SOURCE DOCUMENT —
____
A good life. That’s what we want for ourselves and for others. “Who is wise and understanding among you?” James asks. “Show by your good life that your works are done with gentleness born of wisdom” (James 3:13).
Our faith is a commitment to the goodness of life for all. James offers guidance on how to live that kind of life.
He offers it in the form of a guidebook for congregations. He points out what to stay away from, in terms of behaviors that hurt a community. He describes what to cultivate, in terms of a practical spirituality that sustains us.
He centers our attention on how to treat each other, because this world is cruel, life is hard, and we need the help of a community of relationships. We need the help of a people, not just to struggle through day after day but to experience life as good, life as a blessing from God.
James knows our tendency to mess up, to make mistakes. We’re at war within ourselves. That’s the language in chapter 4 — the self as a cluster of contrary motives: “your cravings that are at war within you” (4:1). We’re always sorting through the voices in our heads, the desires in our hearts.
James confronts us with our temptation to pick those voices, to choose those desires, that sabotage our lives — the way we let envy, covetousness and ambition take up residence inside of us, to let those voices call the shots. Left to our own devices, we become our own victims, unable to rescue ourselves from our internal conflicts.
We get stuck in our own heads, which leads to a vicious cycle of frustration. We’re thrown into a confrontation with the fact that we betray our best interests. We want what’s not good for us. We think we need to possess more than we have and take what has not been given to us.
James, apparently, has seen how these internal clashes become external resentments that result in violence. Conflicts inside of us spin us out of control, and we lash out at others. “So you commit murder,” he says (4:2).
____
WORK REQUEST 1 —
Summarize the reflection on James in two sentences.
WORK REQUEST 2 —
List every verse reference that appears in parentheses in the reflection on James.

DATASET CONTENT —
____
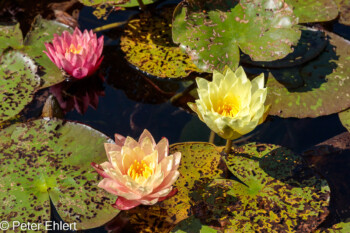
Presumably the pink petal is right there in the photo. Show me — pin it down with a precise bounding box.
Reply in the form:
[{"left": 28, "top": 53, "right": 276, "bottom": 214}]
[{"left": 112, "top": 197, "right": 140, "bottom": 210}]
____
WRITTEN SOLUTION 1 —
James offers guidance, in the form of a guidebook for congregations, on how to live a good life and how to treat each other, because life is hard and we need the help of a community. He also confronts the war of cravings within us, such as envy, covetousness and ambition, which can become external resentments that result in violence.

WRITTEN SOLUTION 2 —
James 3:13
4:1
4:2